*SOURCE EXTRACT*
++++++++++++++++++++

The president of Toyota Motor Corp said on Friday he intends to give a sincere explanation about the company's series of safety recalls when he testifies in front of U.S. lawmakers next week.

Akio Toyoda, the grandson of Toyota's founder, accepted an invitation to testify next Wednesday before a congressional panel. His decision ends days of uncertainty about how the embattled automaker would respond to calls for a better response over its safety issues.

Toyoda told reporters in the central Japanese city of Nagoya that he wanted to that the firm is looking for the causes that led to the recall of about 8.5 million cars worldwide for problems with unintended acceleration and braking, Kyodo News reported.

I look forward to speaking directly with Congress and the American people, Toyoda said in a statement ahead of the news conference.

Toyoda previously told reporters that he would send the company's North American chief, Yoshimi Inaba, and that he had no plans to appear before congress himself.

The U.S. House Oversight and Government Reform Committee invited Toyoda on Thursday, a month into a safety crisis that has tarnished its reputation, hurt sales and sapped profits.

++++++++++++++++++++

Collection entries:
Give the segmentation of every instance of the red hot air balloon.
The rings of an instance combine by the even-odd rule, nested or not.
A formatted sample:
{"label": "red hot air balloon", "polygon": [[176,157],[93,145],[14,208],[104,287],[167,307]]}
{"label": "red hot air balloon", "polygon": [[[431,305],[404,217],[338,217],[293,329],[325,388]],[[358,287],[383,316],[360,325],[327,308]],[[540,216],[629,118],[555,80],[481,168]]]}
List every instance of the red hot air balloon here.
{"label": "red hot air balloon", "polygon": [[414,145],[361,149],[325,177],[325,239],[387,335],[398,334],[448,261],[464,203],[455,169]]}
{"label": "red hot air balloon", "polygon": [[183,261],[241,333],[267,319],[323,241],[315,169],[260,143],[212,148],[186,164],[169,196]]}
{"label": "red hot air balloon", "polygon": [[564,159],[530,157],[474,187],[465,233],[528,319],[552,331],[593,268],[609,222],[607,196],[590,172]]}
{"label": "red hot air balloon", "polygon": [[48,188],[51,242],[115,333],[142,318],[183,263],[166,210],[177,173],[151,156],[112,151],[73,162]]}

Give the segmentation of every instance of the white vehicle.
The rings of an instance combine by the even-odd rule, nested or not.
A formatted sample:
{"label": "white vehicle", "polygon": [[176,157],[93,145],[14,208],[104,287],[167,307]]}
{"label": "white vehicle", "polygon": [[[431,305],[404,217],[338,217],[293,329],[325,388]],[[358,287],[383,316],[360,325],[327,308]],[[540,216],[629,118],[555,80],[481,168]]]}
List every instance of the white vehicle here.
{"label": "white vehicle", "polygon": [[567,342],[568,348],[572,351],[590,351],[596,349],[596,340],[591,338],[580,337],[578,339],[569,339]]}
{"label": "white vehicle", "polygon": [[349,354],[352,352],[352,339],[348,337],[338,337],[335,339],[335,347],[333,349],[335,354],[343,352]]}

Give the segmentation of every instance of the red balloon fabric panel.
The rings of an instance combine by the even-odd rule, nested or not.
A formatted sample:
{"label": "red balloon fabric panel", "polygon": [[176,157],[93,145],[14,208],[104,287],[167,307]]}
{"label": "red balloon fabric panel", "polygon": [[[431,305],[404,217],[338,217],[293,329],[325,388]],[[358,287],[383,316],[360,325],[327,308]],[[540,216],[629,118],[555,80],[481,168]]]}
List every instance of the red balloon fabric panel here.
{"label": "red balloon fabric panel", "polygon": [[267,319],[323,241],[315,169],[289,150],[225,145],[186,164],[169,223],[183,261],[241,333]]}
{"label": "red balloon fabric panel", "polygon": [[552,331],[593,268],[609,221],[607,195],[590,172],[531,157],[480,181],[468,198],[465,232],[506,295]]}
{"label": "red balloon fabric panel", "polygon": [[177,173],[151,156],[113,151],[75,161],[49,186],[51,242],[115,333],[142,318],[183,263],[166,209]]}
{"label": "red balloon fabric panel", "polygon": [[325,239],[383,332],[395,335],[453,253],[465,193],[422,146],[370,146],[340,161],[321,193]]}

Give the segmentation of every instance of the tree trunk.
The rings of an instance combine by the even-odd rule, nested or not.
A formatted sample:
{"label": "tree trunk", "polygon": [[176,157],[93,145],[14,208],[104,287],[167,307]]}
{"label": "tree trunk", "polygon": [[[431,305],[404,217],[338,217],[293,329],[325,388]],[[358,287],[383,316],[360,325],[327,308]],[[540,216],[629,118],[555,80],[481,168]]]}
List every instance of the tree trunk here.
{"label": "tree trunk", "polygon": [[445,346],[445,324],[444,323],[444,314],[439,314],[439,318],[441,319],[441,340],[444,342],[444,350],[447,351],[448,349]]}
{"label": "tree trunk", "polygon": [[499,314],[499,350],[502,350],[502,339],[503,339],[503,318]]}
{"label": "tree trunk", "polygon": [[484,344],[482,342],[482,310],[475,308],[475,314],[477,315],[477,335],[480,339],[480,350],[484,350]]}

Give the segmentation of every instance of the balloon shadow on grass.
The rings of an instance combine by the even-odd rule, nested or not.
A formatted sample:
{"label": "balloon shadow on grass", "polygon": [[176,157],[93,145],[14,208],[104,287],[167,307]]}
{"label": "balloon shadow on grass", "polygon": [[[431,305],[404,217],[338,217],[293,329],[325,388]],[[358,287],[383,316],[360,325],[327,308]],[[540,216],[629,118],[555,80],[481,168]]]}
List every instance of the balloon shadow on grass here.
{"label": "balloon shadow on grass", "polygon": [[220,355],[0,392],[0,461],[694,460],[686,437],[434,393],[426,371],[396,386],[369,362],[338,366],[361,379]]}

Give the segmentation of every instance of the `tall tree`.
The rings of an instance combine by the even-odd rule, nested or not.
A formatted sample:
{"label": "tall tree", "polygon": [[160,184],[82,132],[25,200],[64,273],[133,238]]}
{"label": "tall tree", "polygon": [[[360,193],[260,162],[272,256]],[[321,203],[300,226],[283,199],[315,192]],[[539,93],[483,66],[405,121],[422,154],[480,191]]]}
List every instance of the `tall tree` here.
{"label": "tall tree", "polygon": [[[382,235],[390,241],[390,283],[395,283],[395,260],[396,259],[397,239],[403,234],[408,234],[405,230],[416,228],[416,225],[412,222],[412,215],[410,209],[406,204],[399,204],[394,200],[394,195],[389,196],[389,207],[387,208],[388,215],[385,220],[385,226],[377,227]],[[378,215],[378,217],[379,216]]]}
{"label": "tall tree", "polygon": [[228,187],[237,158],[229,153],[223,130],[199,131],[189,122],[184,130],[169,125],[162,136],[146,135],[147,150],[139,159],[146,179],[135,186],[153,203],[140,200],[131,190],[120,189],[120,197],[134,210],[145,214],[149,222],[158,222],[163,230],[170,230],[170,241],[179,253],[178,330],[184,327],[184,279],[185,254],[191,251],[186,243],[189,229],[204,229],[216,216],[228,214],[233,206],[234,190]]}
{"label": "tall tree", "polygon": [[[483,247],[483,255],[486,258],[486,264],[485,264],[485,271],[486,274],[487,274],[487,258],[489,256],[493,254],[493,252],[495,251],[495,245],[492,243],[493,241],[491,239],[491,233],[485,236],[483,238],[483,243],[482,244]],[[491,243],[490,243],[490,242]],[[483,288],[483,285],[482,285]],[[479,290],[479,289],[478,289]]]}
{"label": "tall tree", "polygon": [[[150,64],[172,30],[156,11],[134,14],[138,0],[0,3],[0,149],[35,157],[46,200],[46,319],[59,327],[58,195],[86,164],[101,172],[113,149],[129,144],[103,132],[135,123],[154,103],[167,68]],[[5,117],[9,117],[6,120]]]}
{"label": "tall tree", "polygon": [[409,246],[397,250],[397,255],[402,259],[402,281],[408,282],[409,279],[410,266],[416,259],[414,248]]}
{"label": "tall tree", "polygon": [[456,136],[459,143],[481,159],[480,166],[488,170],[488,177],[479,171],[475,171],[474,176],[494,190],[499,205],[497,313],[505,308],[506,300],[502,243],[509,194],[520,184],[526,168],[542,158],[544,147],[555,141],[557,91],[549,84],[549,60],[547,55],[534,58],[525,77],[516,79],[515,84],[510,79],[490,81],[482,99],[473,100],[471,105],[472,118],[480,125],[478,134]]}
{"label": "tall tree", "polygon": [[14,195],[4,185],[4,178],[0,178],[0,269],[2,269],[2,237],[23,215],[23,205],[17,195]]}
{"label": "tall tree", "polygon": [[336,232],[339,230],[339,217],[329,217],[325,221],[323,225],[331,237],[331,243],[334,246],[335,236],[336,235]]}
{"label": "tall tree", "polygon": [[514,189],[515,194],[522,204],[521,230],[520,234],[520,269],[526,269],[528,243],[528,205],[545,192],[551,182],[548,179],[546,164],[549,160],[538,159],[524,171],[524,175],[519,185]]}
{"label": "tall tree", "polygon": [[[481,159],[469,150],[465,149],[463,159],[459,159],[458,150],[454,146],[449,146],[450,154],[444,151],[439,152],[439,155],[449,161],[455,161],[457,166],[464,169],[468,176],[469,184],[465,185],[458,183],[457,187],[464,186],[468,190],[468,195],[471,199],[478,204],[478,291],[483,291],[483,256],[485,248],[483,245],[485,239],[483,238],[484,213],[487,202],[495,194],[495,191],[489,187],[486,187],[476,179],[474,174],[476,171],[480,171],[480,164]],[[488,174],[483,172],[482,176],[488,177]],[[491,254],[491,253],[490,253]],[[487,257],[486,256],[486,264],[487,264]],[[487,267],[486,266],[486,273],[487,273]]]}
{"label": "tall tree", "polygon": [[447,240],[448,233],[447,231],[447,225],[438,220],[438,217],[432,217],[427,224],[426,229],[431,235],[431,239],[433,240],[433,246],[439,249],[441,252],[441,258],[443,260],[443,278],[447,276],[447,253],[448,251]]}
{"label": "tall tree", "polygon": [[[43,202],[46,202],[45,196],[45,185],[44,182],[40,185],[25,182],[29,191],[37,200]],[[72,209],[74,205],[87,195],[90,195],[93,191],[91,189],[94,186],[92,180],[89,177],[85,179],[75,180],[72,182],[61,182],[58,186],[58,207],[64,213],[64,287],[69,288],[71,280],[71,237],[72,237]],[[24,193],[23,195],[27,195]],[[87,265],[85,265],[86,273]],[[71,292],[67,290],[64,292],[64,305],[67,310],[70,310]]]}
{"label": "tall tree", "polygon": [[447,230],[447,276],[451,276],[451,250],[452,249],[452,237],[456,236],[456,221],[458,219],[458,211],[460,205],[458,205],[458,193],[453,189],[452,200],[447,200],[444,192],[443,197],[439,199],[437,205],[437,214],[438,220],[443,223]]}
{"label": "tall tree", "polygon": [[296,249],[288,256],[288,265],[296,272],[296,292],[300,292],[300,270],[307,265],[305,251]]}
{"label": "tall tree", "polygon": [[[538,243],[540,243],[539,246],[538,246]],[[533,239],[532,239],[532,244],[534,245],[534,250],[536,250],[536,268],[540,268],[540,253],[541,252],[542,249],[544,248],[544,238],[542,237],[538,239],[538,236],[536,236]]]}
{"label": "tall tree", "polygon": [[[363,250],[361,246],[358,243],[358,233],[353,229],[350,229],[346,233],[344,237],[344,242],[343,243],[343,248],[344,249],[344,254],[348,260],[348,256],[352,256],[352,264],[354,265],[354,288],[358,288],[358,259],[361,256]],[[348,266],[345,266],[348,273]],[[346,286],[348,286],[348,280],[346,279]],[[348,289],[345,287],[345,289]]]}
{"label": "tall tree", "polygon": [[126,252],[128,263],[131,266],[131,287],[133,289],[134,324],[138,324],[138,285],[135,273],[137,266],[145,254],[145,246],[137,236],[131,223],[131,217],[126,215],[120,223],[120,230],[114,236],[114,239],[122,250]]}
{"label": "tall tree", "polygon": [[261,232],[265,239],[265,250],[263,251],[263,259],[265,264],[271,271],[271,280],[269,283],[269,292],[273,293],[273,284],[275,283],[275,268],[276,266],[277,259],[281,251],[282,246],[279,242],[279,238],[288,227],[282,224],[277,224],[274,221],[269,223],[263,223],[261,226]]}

++++++++++++++++++++

Resume the news report on Toyota's safety recalls, writing on from its final sentence.

*OUTPUT FOR THIS TASK*
Toyota gave the impression that it was not serious enough about the issue or taking the U.S. market too lightly when it said Mr. Toyoda had no imminent plans to travel to the United States, said Tsutomu Yamada, a market analyst at Securities.

Shares of Toyota were little changed in Tokyo trade on Friday, having fallen some 20 percent since January 21, wiping out more than $25 billion in market capitalization.


Toyota has recalled more than 6 million vehicles in the U.S. market for problems involving the accelerator pedal becoming stuck, either by a loose floor mat or because of a glitch in the pedal assembly.

Up to 34 crash deaths have been blamed on unintended acceleration in Toyota vehicles since 2000, according to complaints tracked by U.S. regulators.

A separate recall is under way to fix software controlling the brakes on Toyota's Prius hybrid.

Toyoda, just seven months into his tenure in the top job at the automaker, has at times appeared uneasy with the heightened scrutiny.

The House oversight panel said it had also issued a subpoena for internal documents Toyota had fought to keep sealed in a legal battle with a former employee who says the automaker routinely hid evidence of safety problems.

White House spokesman Robert Gibbs said the Obama administration hoped Toyota would do all it could to rectify a dangerous situation.

Everybody, I think, is rightly concerned about the recalls that have happened, Gibbs told reporters aboard Air Force One.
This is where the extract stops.